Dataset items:
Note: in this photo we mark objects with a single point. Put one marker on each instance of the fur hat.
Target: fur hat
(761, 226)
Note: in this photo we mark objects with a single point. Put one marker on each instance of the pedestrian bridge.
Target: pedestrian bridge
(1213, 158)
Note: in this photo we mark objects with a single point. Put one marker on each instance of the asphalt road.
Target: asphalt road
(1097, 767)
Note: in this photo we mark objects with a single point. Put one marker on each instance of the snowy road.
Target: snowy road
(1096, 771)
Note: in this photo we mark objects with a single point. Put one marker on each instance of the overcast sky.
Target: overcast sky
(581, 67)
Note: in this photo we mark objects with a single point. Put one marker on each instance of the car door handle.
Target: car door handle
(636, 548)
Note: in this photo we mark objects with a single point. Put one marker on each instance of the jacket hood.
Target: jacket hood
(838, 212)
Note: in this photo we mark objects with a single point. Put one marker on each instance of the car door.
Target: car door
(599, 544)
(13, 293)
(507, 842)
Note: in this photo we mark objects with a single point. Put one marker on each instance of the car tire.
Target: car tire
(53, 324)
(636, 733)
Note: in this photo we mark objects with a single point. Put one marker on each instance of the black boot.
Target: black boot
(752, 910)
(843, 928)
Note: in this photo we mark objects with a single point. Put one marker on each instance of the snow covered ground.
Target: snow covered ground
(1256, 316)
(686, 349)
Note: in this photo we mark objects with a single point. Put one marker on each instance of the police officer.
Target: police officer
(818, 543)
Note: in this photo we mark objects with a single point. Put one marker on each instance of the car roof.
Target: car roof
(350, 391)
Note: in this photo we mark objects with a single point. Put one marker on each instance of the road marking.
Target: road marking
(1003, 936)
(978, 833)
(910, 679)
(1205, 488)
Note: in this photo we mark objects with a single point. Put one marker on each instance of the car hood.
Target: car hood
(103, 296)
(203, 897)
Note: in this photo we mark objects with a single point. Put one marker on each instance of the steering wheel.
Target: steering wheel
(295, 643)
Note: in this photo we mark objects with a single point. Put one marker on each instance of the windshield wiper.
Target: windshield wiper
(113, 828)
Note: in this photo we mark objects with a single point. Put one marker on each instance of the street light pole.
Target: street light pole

ACTION ITEM - The data above should be reproduced in full, word for word.

REPLY -
Note: in this photo we mark objects with a single point. Put one marker on each instance of the fur hat.
Target: fur hat
(761, 226)
Note: in this photo we mark objects with a single point. Put one marker on each instance of the pedestrian bridge.
Target: pedestrian bridge
(1213, 158)
Note: in this photo we mark objects with a single point. Put one marker on each instance of the asphalt road.
Target: asphalt road
(1097, 767)
Note: in this photo we mark objects with a single point. Put one marker on each instance of the snowy road.
Target: snowy road
(1096, 771)
Note: in this photo we mark objects with a single point. Put one marker on each instance of the overcast sky.
Target: overcast sky
(581, 67)
Note: in this photo we mark objects with a single point. Put one marker on each instance of the car door handle.
Target: car door handle
(636, 548)
Note: in this photo we mark objects with a single point. Put one marker on each instance of the jacket hood.
Target: jacket hood
(838, 212)
Note: in this photo we mark objects with a single point. Put one marker on each instance of the car door.
Target: car door
(599, 544)
(13, 293)
(507, 842)
Note: in this photo we mark objects with a single point. Put one marker on each instance of the car tire.
Target: car tire
(53, 324)
(636, 733)
Note: in this photo we mark objects with a single point. Put one marker on each instance of the black boot.
Target: black boot
(752, 910)
(843, 928)
Note: in this photo we mark objects with a single point. Put one marker on each instance of the snow covered ground.
Target: snow covered ground
(1256, 316)
(686, 349)
Note: in this photo we mark objects with a single point. Put one marker on each instance of the police officer.
Target: police officer
(818, 543)
Note: in this photo we mark objects with a single point. Put one marker on each instance of the car roof.
Target: car roof
(350, 391)
Note: in this photo we mark objects with a single point. Put one marker on each instance of the road marking.
Target: road marking
(1003, 936)
(978, 833)
(910, 679)
(1205, 488)
Note: in this photo we mark objects with a single point. Put one marker on each instance of the car hood.
Target: car hood
(103, 296)
(203, 897)
Note: in this photo we mark objects with a single point. Put one marker on each instance of the steering wheel.
Target: steering wheel
(295, 643)
Note: in this photo we mark objects with a single point. Put one marker on each instance of the windshield wiper.
Target: windshield wiper
(113, 828)
Note: in this photo we mark objects with a single point. Put one marker on each instance of the street light pole.
Target: street light pole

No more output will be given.